What to produce :: From the material below, copy word for word everything from the line containing "Could you please outline every instance of the curled" down to the line containing "[(68, 44), (91, 113), (158, 108), (173, 66), (119, 17)]", including both of those lines.

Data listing
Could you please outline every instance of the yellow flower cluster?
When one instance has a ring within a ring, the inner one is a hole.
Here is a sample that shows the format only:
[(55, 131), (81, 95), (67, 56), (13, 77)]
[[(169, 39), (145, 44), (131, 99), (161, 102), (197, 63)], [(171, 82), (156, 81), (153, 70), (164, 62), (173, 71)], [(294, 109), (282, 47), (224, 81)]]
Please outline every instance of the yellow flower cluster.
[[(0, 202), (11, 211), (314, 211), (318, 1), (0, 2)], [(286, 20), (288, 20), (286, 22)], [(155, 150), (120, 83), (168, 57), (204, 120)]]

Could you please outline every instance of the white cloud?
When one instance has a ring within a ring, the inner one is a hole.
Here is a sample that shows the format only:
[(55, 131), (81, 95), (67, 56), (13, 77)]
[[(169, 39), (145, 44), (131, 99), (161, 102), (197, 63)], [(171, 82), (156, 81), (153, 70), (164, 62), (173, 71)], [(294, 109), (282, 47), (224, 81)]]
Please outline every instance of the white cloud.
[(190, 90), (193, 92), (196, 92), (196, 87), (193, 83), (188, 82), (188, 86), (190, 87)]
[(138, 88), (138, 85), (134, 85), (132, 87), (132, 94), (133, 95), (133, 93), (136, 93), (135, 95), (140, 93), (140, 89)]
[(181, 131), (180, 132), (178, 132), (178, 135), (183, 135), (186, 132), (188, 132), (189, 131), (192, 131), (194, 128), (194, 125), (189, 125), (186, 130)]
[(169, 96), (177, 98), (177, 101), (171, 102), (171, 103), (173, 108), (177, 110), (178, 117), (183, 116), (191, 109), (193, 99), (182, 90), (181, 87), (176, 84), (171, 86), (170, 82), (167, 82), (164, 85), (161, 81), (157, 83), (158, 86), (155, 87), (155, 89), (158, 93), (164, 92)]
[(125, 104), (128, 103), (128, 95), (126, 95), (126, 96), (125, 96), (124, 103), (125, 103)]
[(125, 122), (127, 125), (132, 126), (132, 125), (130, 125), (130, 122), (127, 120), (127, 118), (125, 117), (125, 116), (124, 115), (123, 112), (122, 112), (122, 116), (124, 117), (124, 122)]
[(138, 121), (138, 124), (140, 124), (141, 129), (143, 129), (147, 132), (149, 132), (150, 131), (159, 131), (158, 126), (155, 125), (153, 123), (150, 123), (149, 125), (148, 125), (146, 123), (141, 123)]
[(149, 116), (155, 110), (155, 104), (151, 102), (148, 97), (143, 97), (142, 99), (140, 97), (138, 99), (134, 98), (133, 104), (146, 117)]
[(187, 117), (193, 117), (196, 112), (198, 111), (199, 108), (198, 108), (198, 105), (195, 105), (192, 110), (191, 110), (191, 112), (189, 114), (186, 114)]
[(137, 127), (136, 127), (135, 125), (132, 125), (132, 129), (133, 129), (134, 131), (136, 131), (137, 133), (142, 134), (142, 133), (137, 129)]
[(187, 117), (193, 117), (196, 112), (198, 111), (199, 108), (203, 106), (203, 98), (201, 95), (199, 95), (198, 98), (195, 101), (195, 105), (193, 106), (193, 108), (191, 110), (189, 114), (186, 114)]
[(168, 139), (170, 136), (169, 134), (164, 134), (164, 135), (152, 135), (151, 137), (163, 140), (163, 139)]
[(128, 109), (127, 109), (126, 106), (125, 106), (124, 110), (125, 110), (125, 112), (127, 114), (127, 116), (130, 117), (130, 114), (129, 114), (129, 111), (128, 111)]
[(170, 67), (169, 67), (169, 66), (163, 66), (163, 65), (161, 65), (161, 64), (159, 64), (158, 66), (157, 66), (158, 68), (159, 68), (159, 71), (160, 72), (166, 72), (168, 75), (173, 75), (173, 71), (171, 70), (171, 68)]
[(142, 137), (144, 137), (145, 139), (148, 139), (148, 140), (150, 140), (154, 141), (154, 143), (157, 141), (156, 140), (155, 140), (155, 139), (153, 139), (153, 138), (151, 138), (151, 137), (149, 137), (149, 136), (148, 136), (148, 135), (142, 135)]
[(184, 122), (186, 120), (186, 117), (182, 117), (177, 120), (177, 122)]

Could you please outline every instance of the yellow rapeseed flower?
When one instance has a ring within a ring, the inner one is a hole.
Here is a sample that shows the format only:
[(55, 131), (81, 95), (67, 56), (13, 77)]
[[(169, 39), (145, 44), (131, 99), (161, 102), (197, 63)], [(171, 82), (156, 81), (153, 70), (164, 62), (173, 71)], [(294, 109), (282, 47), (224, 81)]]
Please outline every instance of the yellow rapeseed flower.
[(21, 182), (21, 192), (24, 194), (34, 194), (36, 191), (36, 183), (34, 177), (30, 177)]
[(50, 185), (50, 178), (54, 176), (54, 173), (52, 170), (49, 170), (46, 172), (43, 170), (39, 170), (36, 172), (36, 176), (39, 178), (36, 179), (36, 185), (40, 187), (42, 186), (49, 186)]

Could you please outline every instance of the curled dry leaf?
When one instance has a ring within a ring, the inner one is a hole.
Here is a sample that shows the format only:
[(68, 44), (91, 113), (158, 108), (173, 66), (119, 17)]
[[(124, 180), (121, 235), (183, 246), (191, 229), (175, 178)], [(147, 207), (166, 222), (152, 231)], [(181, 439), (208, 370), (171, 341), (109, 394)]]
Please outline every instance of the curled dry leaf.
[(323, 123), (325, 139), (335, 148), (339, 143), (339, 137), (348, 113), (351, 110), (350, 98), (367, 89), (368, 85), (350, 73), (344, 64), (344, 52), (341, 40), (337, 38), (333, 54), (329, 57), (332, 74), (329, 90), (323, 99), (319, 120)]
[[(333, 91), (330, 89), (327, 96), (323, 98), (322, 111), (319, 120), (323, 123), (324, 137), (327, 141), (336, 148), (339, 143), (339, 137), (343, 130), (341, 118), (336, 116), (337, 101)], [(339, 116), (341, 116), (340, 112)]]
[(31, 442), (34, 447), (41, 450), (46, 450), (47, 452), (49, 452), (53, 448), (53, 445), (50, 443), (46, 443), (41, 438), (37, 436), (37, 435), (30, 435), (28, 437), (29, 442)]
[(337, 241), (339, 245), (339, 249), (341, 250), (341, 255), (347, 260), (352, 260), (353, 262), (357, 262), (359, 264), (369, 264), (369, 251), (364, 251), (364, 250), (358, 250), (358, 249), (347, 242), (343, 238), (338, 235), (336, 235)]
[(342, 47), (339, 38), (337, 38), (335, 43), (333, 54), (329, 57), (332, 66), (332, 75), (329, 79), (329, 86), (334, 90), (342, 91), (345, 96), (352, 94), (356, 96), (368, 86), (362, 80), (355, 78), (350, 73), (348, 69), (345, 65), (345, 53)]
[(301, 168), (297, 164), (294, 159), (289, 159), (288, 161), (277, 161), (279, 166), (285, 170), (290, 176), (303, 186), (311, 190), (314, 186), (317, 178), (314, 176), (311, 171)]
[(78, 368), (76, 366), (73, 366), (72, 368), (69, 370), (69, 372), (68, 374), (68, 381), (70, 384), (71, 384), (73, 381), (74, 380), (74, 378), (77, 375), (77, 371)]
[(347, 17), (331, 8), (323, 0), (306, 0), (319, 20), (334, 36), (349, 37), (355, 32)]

Output of the task ::
Could you please outline every instance of the curled dry leaf?
When one instance has a ring within a ring, the inner one is a hole.
Here is a sample that shows the format only:
[(68, 44), (91, 113), (158, 108), (173, 66), (119, 17)]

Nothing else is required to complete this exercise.